*** Opening of Data extract ***

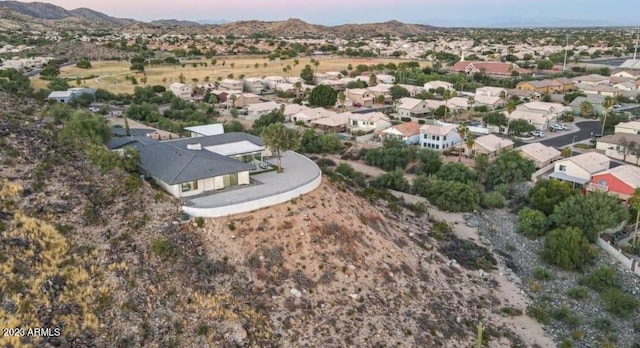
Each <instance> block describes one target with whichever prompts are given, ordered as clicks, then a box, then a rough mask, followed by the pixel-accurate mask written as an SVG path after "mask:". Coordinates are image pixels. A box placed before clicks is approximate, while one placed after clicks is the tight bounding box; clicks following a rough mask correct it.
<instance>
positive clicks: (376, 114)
mask: <svg viewBox="0 0 640 348" xmlns="http://www.w3.org/2000/svg"><path fill="white" fill-rule="evenodd" d="M349 119H351V120H356V121H367V122H378V121H389V116H387V115H385V114H383V113H381V112H368V113H366V114H351V116H350V117H349Z"/></svg>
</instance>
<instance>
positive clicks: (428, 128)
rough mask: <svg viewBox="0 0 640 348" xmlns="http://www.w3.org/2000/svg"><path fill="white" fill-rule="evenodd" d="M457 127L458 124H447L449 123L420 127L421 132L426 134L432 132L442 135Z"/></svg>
mask: <svg viewBox="0 0 640 348" xmlns="http://www.w3.org/2000/svg"><path fill="white" fill-rule="evenodd" d="M456 129H457V127H456V125H453V124H447V125H441V126H437V125H424V126H422V127H420V132H422V133H424V134H432V135H440V136H445V135H447V134H449V133H451V132H453V131H455V130H456Z"/></svg>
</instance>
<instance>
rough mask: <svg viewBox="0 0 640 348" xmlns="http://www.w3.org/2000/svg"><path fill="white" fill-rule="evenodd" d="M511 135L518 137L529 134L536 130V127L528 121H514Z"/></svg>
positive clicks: (512, 125) (518, 120) (524, 120)
mask: <svg viewBox="0 0 640 348" xmlns="http://www.w3.org/2000/svg"><path fill="white" fill-rule="evenodd" d="M509 129H510V133H513V134H515V135H516V136H517V135H521V134H528V133H529V132H532V131H534V130H536V127H535V126H534V125H532V124H531V123H529V122H527V121H526V120H513V121H511V123H510V124H509Z"/></svg>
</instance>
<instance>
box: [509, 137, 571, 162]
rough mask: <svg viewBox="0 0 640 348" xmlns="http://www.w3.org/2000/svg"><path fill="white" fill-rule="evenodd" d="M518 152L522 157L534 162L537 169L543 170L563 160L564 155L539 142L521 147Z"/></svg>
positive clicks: (557, 150) (518, 150) (524, 145)
mask: <svg viewBox="0 0 640 348" xmlns="http://www.w3.org/2000/svg"><path fill="white" fill-rule="evenodd" d="M516 150H518V151H519V152H520V155H521V156H522V157H524V158H527V159H530V160H532V161H533V163H534V164H535V166H536V168H543V167H544V166H547V165H549V164H551V163H553V162H555V161H557V160H559V159H560V158H562V153H561V152H560V151H558V150H557V149H556V148H554V147H552V146H546V145H542V144H541V143H537V142H536V143H530V144H527V145H523V146H520V147H518V148H516Z"/></svg>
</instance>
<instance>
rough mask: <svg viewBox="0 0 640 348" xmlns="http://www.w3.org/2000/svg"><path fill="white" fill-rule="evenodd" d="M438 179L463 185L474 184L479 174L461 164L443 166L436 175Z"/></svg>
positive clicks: (456, 163) (449, 163)
mask: <svg viewBox="0 0 640 348" xmlns="http://www.w3.org/2000/svg"><path fill="white" fill-rule="evenodd" d="M436 177H437V178H438V179H440V180H442V181H457V182H461V183H463V184H469V183H473V182H475V181H477V180H478V174H476V172H475V171H473V169H470V168H469V167H467V166H466V165H464V164H462V163H459V162H449V163H445V164H443V165H442V167H441V168H440V170H439V171H438V172H437V173H436Z"/></svg>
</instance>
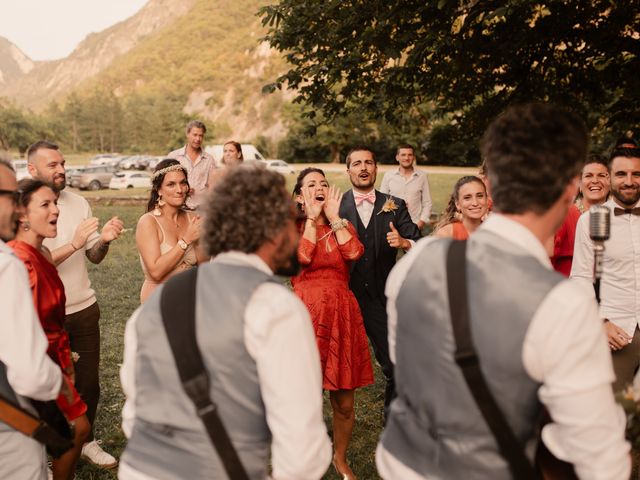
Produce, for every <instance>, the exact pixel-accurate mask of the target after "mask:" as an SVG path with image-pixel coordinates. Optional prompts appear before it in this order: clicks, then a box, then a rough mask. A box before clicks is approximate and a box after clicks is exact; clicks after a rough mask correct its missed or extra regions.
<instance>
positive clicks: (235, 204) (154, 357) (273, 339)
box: [119, 169, 331, 480]
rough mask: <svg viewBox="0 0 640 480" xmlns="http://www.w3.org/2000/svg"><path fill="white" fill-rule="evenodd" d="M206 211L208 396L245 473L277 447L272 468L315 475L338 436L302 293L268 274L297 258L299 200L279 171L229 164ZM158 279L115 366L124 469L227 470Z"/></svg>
mask: <svg viewBox="0 0 640 480" xmlns="http://www.w3.org/2000/svg"><path fill="white" fill-rule="evenodd" d="M257 198H259V199H260V201H259V202H256V199H257ZM230 212H242V214H241V215H239V214H237V213H236V214H235V215H233V214H230ZM205 218H206V219H207V223H206V226H205V232H204V234H203V238H204V240H205V245H207V248H208V250H209V252H208V253H209V254H211V256H212V258H214V260H213V261H212V262H210V263H207V264H203V265H201V266H200V267H199V269H198V274H197V275H198V277H197V284H196V308H195V311H196V316H195V317H196V318H195V321H196V335H197V342H198V345H199V346H200V351H201V354H202V357H203V361H204V364H205V365H206V366H207V369H208V373H209V377H210V379H211V386H210V396H211V398H212V400H213V401H214V403H216V404H217V409H218V413H219V416H220V418H221V420H222V422H223V424H224V425H225V429H226V430H227V433H228V435H229V437H230V439H231V442H232V443H233V446H234V448H235V449H236V451H237V453H238V456H239V457H240V460H241V462H242V464H243V467H244V469H245V470H246V471H247V474H248V476H249V478H252V479H254V478H255V479H263V478H266V476H267V468H268V463H269V450H270V453H271V455H270V456H271V477H272V478H274V479H309V480H313V479H319V478H321V477H322V475H323V474H324V473H325V471H326V469H327V467H328V465H329V462H330V460H331V443H330V441H329V438H328V436H327V431H326V427H325V424H324V421H323V416H322V374H321V370H320V358H319V354H318V349H317V346H316V342H315V335H314V333H313V329H312V326H311V320H310V318H309V314H308V312H307V310H306V308H305V306H304V304H303V303H302V302H301V301H300V300H299V299H298V297H296V296H295V295H294V294H293V293H292V292H291V291H290V289H288V288H287V287H286V286H285V285H282V283H281V282H280V281H277V280H275V277H273V275H274V273H275V274H281V275H292V274H295V273H296V270H297V243H298V238H299V232H298V230H297V228H296V209H295V206H294V204H293V202H292V201H291V200H290V197H289V195H288V193H287V191H286V189H285V181H284V178H283V177H282V176H281V175H279V174H278V173H275V172H270V171H268V170H252V169H232V170H230V172H229V173H228V174H227V175H225V176H224V177H223V179H222V180H221V181H220V183H219V184H217V185H216V188H215V190H214V191H213V192H212V195H211V196H210V197H209V199H208V202H207V205H206V208H205ZM163 288H164V286H160V287H159V288H158V289H157V290H156V291H155V292H154V293H153V295H152V296H151V297H150V298H149V299H148V300H147V301H146V302H145V303H144V305H143V306H141V307H140V308H139V309H138V310H137V311H136V312H134V314H133V316H132V317H131V318H130V319H129V321H128V322H127V326H126V331H125V351H124V361H123V365H122V369H121V372H120V376H121V380H122V387H123V390H124V392H125V395H126V397H127V401H126V403H125V407H124V409H123V430H124V432H125V435H127V437H128V438H129V443H128V445H127V448H126V450H125V452H124V454H123V456H122V459H121V464H120V470H119V478H120V479H126V480H139V479H151V478H153V479H173V478H226V475H225V473H224V472H223V470H222V465H221V463H220V461H219V459H218V455H216V453H215V452H214V447H213V445H212V444H211V442H210V440H209V438H208V437H207V434H206V433H205V429H204V426H203V423H202V421H201V419H200V418H199V417H198V416H197V414H196V411H195V408H194V405H193V403H192V402H191V401H190V399H189V398H188V397H187V396H186V395H185V393H184V391H183V388H182V385H181V383H180V379H179V377H178V372H177V369H176V366H175V362H174V357H173V353H172V351H171V349H170V348H169V345H168V341H167V338H166V333H165V328H164V325H163V323H162V317H161V315H162V314H161V308H160V297H161V295H162V292H163Z"/></svg>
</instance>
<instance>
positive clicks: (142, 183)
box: [109, 171, 151, 190]
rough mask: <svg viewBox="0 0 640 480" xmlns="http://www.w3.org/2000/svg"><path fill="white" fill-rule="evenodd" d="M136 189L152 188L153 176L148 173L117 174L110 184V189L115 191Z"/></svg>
mask: <svg viewBox="0 0 640 480" xmlns="http://www.w3.org/2000/svg"><path fill="white" fill-rule="evenodd" d="M134 187H143V188H144V187H146V188H148V187H151V175H150V174H149V173H148V172H136V171H133V172H116V173H114V174H113V177H111V182H109V188H113V189H115V190H122V189H124V188H134Z"/></svg>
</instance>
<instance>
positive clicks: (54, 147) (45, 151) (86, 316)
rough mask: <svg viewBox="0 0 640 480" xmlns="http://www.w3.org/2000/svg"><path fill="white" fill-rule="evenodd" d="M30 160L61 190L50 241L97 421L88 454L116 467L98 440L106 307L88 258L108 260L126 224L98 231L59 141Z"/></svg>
mask: <svg viewBox="0 0 640 480" xmlns="http://www.w3.org/2000/svg"><path fill="white" fill-rule="evenodd" d="M27 161H28V164H27V168H28V170H29V173H30V174H31V176H32V177H33V178H35V179H38V180H41V181H43V182H45V183H46V184H47V185H49V186H50V187H51V188H52V189H53V191H54V192H57V193H58V208H59V209H60V215H59V217H58V235H57V236H56V237H55V238H47V239H45V240H44V245H45V246H46V247H47V248H48V249H49V250H51V256H52V257H53V262H54V264H55V265H56V267H57V269H58V273H59V275H60V278H61V279H62V283H63V284H64V291H65V295H66V298H67V303H66V305H65V311H66V317H65V330H67V333H68V334H69V340H70V342H71V350H72V351H74V352H76V353H78V354H79V358H78V361H77V362H76V364H75V372H76V383H75V386H76V389H77V391H78V393H79V394H80V397H81V398H82V400H84V402H85V403H86V404H87V418H88V419H89V422H91V425H92V428H91V432H90V433H89V437H88V439H87V443H85V445H84V447H83V448H82V456H83V458H85V459H87V460H89V461H90V462H91V463H93V464H95V465H97V466H99V467H103V468H113V467H115V466H116V465H117V461H116V459H115V458H114V457H113V456H111V455H110V454H108V453H107V452H105V451H104V450H102V448H101V447H100V445H99V442H98V441H96V440H95V439H94V438H93V424H94V422H95V418H96V410H97V408H98V400H99V398H100V383H99V368H100V326H99V320H100V309H99V308H98V302H97V300H96V296H95V292H94V291H93V289H92V288H91V282H90V280H89V272H88V271H87V265H86V263H85V257H86V258H88V259H89V260H90V261H91V262H92V263H95V264H98V263H100V262H102V260H103V259H104V257H105V256H106V255H107V253H108V252H109V243H110V242H112V241H113V240H116V239H117V238H118V237H119V236H120V234H121V233H122V231H123V230H124V225H123V224H122V221H121V220H120V219H118V217H113V218H111V219H110V220H109V221H107V222H106V223H105V224H104V226H103V227H102V230H101V232H100V233H98V219H97V218H96V217H94V216H93V215H92V214H91V207H90V206H89V203H88V202H87V201H86V200H85V199H84V197H81V196H80V195H77V194H75V193H71V192H69V191H66V190H65V187H66V176H65V168H64V166H65V160H64V157H63V156H62V153H61V152H60V150H59V149H58V146H57V145H56V144H54V143H51V142H48V141H45V140H41V141H38V142H36V143H34V144H33V145H31V146H30V147H29V149H28V150H27Z"/></svg>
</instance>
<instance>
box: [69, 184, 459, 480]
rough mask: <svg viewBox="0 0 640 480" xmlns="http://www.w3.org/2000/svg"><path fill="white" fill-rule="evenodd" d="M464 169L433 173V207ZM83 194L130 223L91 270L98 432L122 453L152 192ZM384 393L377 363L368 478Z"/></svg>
mask: <svg viewBox="0 0 640 480" xmlns="http://www.w3.org/2000/svg"><path fill="white" fill-rule="evenodd" d="M460 175H461V174H459V173H457V174H446V173H437V174H431V175H430V176H429V180H430V185H431V191H432V198H433V201H434V212H441V211H442V209H443V207H444V205H445V203H446V201H447V200H448V195H449V194H450V192H451V188H452V186H453V184H454V182H455V181H456V180H457V178H458V177H459V176H460ZM327 176H328V178H329V181H330V183H335V184H337V185H339V186H340V187H341V188H342V189H343V190H345V189H347V188H348V185H349V182H348V178H347V176H346V174H345V173H340V172H328V173H327ZM381 180H382V175H379V176H378V185H379V182H380V181H381ZM294 181H295V178H294V176H293V175H290V176H288V179H287V184H288V187H289V190H291V189H292V187H293V183H294ZM82 194H83V195H86V196H87V197H89V198H90V201H91V203H92V205H93V213H94V215H96V216H97V217H99V218H100V221H101V224H102V223H104V222H105V221H106V220H108V219H109V218H110V217H111V216H113V215H118V216H119V217H120V218H121V219H122V220H123V221H124V223H125V226H126V228H127V230H126V231H125V233H124V234H123V236H122V237H121V238H120V239H119V240H118V241H116V242H114V243H113V244H112V245H111V249H110V252H109V254H108V255H107V257H106V258H105V260H104V261H103V262H102V264H100V265H97V266H96V265H92V264H89V265H90V266H89V275H90V276H91V280H92V283H93V287H94V289H95V290H96V294H97V297H98V302H99V305H100V309H101V312H102V314H101V315H102V316H101V321H100V325H101V335H102V355H101V372H100V378H101V385H102V394H101V399H100V406H99V408H98V417H97V420H96V437H97V438H99V439H101V440H102V441H103V447H104V448H105V450H107V451H108V452H110V453H112V454H114V455H115V456H116V457H119V456H120V454H121V453H122V450H123V449H124V446H125V439H124V435H123V434H122V431H121V429H120V412H121V410H122V405H123V402H124V397H123V394H122V391H121V389H120V381H119V376H118V375H119V367H120V363H121V362H122V349H123V335H124V326H125V323H126V321H127V319H128V318H129V316H130V315H131V314H132V313H133V311H134V310H135V309H136V308H137V307H138V305H139V292H140V287H141V285H142V281H143V275H142V271H141V268H140V261H139V258H138V253H137V250H136V245H135V225H136V223H137V220H138V218H139V217H140V215H142V214H143V213H144V208H145V204H146V201H144V200H142V199H146V198H147V192H146V191H145V190H144V189H134V190H126V191H114V190H101V191H98V192H82ZM128 195H134V196H138V197H139V198H142V199H140V200H135V199H131V200H130V201H128V202H125V204H120V201H119V200H118V201H116V198H117V197H123V196H128ZM96 197H99V198H96ZM372 358H373V355H372ZM376 367H377V366H376ZM382 398H383V381H382V378H381V374H380V371H379V369H378V368H376V383H375V385H372V386H370V387H367V388H363V389H360V390H358V392H357V394H356V427H355V430H354V435H353V440H352V443H351V447H350V462H351V465H352V468H353V470H354V472H355V473H356V474H357V475H358V477H359V478H361V479H363V480H369V479H376V478H379V477H378V476H377V473H376V469H375V462H374V455H375V448H376V444H377V440H378V437H379V435H380V431H381V427H382ZM325 419H326V420H327V425H328V427H329V429H330V427H331V424H330V421H329V420H330V406H329V402H328V396H327V395H326V394H325ZM77 478H79V479H80V480H90V479H91V480H93V479H115V478H117V475H116V472H115V471H103V470H100V469H97V468H95V467H93V466H92V465H90V464H88V463H85V462H82V461H81V462H80V465H79V468H78V477H77ZM324 478H325V479H337V478H338V476H337V475H336V474H335V472H334V471H333V469H330V470H329V471H328V472H327V474H326V475H325V477H324Z"/></svg>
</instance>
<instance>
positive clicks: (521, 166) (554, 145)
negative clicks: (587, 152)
mask: <svg viewBox="0 0 640 480" xmlns="http://www.w3.org/2000/svg"><path fill="white" fill-rule="evenodd" d="M587 147H588V134H587V130H586V128H585V126H584V123H583V122H582V120H581V119H580V118H579V117H577V116H576V115H574V114H572V113H569V112H567V111H565V110H563V109H561V108H559V107H556V106H553V105H548V104H542V103H532V104H527V105H521V106H516V107H511V108H509V109H507V111H506V112H505V113H503V114H502V115H500V116H499V117H498V118H497V119H495V120H494V121H493V122H492V123H491V125H489V127H488V128H487V131H486V132H485V134H484V136H483V137H482V141H481V144H480V151H481V152H482V156H483V158H484V160H485V161H486V166H487V172H488V178H489V183H490V186H491V196H492V199H493V206H494V210H495V211H497V212H500V213H512V214H522V213H525V212H533V213H536V214H541V213H543V212H545V211H547V210H548V209H549V208H550V207H551V206H552V205H553V204H554V203H555V202H556V201H557V200H558V199H559V198H560V196H561V195H562V192H563V191H564V189H565V188H566V186H567V185H568V184H569V182H570V181H571V180H572V179H573V178H575V177H576V176H577V175H578V174H579V173H580V170H581V168H582V166H583V165H584V162H585V160H586V158H587Z"/></svg>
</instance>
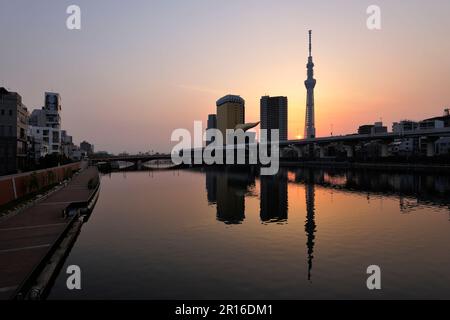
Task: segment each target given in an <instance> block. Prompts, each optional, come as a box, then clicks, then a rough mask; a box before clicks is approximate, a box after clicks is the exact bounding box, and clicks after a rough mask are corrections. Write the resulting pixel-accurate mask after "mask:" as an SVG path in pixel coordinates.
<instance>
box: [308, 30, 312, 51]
mask: <svg viewBox="0 0 450 320" xmlns="http://www.w3.org/2000/svg"><path fill="white" fill-rule="evenodd" d="M311 51H312V30H309V56H310V57H311Z"/></svg>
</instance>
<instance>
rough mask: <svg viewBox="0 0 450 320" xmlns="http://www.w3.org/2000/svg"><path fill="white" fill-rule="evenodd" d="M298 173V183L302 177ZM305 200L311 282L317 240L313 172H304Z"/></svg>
mask: <svg viewBox="0 0 450 320" xmlns="http://www.w3.org/2000/svg"><path fill="white" fill-rule="evenodd" d="M298 173H299V172H297V175H296V182H297V181H298V178H300V175H299V174H298ZM304 178H306V179H304V183H305V198H306V222H305V232H306V239H307V240H306V247H307V250H308V280H311V270H312V262H313V259H314V244H315V242H314V240H315V238H316V236H315V233H316V221H315V197H314V196H315V186H314V176H313V173H312V172H311V171H306V172H304Z"/></svg>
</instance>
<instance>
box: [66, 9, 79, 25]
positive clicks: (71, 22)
mask: <svg viewBox="0 0 450 320" xmlns="http://www.w3.org/2000/svg"><path fill="white" fill-rule="evenodd" d="M66 13H67V14H68V15H69V16H68V17H67V20H66V27H67V29H69V30H81V8H80V6H77V5H75V4H73V5H70V6H68V7H67V9H66Z"/></svg>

*** Close of Data extract ***

*Task to complete*.
Extract each line of the material above that contains the string "with". The match is case-sensitive.

*Your response*.
Each <instance> block describes one target with whichever prompts are given, ordered as clicks, then a box, then a rough mask, followed by the pixel-accurate mask written as an SVG path after "mask:". Coordinates are image pixels. A box placed before clicks is approximate, while one placed after clicks is the tight bounding box; clicks following a rough mask correct it.
Produce, for every <instance>, the exact pixel-accurate mask of the target after "mask:" as an SVG path with image-pixel coordinates. Optional prompts appear before it in this order: clicks, then a box, then a rough mask. A box before clicks is approximate and a box after clicks is exact; clicks after a rough mask correct its missed or extra regions.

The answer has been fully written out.